EXERCISE BRIEF: Count how many lines in the items below contain the string "handshake". Reply with only that number.

DATASET CONTENT:
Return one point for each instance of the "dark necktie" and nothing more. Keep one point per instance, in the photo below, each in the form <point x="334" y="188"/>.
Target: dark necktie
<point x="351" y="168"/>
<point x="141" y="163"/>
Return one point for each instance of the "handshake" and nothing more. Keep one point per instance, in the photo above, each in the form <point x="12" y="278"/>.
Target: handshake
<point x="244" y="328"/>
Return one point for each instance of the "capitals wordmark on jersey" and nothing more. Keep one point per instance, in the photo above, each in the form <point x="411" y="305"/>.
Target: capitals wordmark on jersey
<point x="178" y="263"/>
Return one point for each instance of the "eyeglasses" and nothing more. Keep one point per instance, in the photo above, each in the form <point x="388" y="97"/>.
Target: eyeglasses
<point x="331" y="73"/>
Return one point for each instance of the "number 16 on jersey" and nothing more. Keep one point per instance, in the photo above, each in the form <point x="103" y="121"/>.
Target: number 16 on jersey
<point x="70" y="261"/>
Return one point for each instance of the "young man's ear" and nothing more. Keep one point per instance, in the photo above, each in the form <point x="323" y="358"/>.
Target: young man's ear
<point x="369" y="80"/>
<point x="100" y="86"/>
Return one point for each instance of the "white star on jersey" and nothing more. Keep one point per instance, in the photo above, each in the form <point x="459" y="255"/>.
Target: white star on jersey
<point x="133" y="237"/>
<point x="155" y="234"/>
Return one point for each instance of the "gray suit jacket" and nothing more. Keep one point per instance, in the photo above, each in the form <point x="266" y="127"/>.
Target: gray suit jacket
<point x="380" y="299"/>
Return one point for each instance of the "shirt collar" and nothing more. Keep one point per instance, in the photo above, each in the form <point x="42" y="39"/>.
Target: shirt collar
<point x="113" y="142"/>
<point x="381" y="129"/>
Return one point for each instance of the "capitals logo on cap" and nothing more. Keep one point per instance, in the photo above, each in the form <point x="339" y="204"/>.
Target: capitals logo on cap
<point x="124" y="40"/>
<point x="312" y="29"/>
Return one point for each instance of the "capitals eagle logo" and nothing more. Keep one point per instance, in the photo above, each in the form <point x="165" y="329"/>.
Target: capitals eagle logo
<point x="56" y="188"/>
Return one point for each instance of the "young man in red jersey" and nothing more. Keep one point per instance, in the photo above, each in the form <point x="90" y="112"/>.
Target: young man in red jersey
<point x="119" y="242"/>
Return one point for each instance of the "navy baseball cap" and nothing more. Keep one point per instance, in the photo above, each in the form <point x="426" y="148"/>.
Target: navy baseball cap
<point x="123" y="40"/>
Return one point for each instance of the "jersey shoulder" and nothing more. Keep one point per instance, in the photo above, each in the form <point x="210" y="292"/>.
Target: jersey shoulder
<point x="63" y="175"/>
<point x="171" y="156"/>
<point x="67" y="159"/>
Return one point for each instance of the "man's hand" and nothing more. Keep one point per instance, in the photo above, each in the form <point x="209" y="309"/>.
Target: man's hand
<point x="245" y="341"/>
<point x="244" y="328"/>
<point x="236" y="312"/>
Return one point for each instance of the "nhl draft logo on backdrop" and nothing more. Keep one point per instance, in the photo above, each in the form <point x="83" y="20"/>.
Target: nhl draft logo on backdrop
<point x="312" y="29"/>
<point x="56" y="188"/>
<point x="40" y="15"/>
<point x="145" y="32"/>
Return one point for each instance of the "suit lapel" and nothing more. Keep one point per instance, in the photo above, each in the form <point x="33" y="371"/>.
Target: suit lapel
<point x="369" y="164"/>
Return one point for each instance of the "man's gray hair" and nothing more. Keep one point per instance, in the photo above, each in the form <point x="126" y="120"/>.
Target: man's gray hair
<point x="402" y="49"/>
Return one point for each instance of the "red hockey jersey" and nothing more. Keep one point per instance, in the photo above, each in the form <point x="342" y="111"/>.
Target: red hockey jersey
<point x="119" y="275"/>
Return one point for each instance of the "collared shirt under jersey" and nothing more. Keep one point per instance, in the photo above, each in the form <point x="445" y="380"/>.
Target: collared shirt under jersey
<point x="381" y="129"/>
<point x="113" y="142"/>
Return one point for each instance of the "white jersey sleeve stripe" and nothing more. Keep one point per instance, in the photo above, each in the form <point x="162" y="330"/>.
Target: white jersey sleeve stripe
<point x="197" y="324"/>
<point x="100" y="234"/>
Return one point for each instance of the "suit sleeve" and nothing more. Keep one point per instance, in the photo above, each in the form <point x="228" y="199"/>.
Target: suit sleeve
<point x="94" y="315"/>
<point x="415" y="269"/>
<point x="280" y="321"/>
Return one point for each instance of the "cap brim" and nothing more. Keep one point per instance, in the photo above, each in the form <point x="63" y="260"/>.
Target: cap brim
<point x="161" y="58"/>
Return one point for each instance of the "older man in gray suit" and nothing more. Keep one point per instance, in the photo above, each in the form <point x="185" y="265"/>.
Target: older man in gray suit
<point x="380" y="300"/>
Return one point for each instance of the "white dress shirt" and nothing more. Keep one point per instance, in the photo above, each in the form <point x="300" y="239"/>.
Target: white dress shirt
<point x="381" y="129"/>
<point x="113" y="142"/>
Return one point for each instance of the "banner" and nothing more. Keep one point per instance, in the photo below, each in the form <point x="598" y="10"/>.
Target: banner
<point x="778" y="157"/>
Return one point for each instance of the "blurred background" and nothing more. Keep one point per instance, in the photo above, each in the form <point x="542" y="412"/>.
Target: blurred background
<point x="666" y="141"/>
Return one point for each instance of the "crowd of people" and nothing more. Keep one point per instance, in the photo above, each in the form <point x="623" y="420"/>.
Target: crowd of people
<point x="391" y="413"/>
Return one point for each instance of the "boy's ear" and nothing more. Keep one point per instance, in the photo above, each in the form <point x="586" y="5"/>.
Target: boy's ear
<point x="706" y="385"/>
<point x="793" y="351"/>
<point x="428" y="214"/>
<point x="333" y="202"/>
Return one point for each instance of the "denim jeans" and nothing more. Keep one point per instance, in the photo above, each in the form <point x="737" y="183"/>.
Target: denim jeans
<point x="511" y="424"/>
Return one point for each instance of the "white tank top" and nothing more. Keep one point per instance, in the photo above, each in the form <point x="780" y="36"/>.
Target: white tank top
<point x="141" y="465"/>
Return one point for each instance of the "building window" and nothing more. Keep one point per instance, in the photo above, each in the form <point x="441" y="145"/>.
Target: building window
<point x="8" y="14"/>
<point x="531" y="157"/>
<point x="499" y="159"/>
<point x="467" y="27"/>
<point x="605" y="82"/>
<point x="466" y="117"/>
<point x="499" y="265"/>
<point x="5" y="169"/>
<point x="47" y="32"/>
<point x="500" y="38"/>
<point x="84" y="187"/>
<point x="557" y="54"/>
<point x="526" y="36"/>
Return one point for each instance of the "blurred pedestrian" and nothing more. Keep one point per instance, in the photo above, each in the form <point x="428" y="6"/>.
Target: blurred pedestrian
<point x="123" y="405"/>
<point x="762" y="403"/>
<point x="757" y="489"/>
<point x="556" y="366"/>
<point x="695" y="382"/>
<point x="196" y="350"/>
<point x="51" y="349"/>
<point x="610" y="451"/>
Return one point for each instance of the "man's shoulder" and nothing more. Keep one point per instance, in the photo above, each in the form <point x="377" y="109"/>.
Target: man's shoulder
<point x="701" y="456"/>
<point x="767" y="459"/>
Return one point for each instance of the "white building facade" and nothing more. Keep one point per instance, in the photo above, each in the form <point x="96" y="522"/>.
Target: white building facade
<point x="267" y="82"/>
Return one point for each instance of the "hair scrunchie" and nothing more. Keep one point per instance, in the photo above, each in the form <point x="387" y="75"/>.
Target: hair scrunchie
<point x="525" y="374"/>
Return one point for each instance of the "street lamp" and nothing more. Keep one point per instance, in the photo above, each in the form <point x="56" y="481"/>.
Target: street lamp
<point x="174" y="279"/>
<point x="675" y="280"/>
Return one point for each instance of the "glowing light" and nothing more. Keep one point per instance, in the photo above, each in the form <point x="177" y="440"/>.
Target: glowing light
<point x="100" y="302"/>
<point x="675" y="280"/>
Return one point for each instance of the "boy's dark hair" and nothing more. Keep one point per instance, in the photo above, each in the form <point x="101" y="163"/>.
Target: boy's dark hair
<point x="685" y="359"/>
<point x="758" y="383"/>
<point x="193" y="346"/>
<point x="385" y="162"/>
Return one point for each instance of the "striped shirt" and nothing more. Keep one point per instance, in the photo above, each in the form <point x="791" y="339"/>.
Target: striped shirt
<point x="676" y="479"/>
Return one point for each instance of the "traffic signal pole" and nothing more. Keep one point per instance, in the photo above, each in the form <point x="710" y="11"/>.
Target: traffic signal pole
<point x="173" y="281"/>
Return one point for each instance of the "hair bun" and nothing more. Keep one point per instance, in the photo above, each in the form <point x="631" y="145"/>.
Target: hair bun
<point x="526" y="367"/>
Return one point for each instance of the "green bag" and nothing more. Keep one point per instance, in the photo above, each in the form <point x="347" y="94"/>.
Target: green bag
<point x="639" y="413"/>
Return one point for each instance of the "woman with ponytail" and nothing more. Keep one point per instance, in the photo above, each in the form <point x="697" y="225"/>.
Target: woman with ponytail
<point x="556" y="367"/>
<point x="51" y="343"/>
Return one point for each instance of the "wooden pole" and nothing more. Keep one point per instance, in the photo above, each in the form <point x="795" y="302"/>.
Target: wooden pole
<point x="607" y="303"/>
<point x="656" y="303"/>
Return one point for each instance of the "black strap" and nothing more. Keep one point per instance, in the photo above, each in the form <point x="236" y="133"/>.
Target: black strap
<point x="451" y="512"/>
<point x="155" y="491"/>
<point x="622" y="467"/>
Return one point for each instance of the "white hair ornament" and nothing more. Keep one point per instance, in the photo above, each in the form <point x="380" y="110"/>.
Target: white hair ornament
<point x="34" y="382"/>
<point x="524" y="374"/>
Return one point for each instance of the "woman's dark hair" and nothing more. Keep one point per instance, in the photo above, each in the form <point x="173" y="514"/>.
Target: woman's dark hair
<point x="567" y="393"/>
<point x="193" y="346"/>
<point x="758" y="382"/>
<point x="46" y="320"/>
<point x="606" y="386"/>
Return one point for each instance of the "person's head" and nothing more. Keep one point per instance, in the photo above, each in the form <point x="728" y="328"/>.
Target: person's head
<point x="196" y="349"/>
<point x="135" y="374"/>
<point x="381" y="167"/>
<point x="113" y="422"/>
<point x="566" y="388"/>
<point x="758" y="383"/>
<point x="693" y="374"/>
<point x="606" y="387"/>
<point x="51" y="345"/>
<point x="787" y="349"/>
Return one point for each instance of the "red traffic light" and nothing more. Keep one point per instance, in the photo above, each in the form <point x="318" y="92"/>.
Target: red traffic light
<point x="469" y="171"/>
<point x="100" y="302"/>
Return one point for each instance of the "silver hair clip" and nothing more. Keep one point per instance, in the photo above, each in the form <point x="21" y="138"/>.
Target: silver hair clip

SOLUTION TO THIS EXERCISE: 2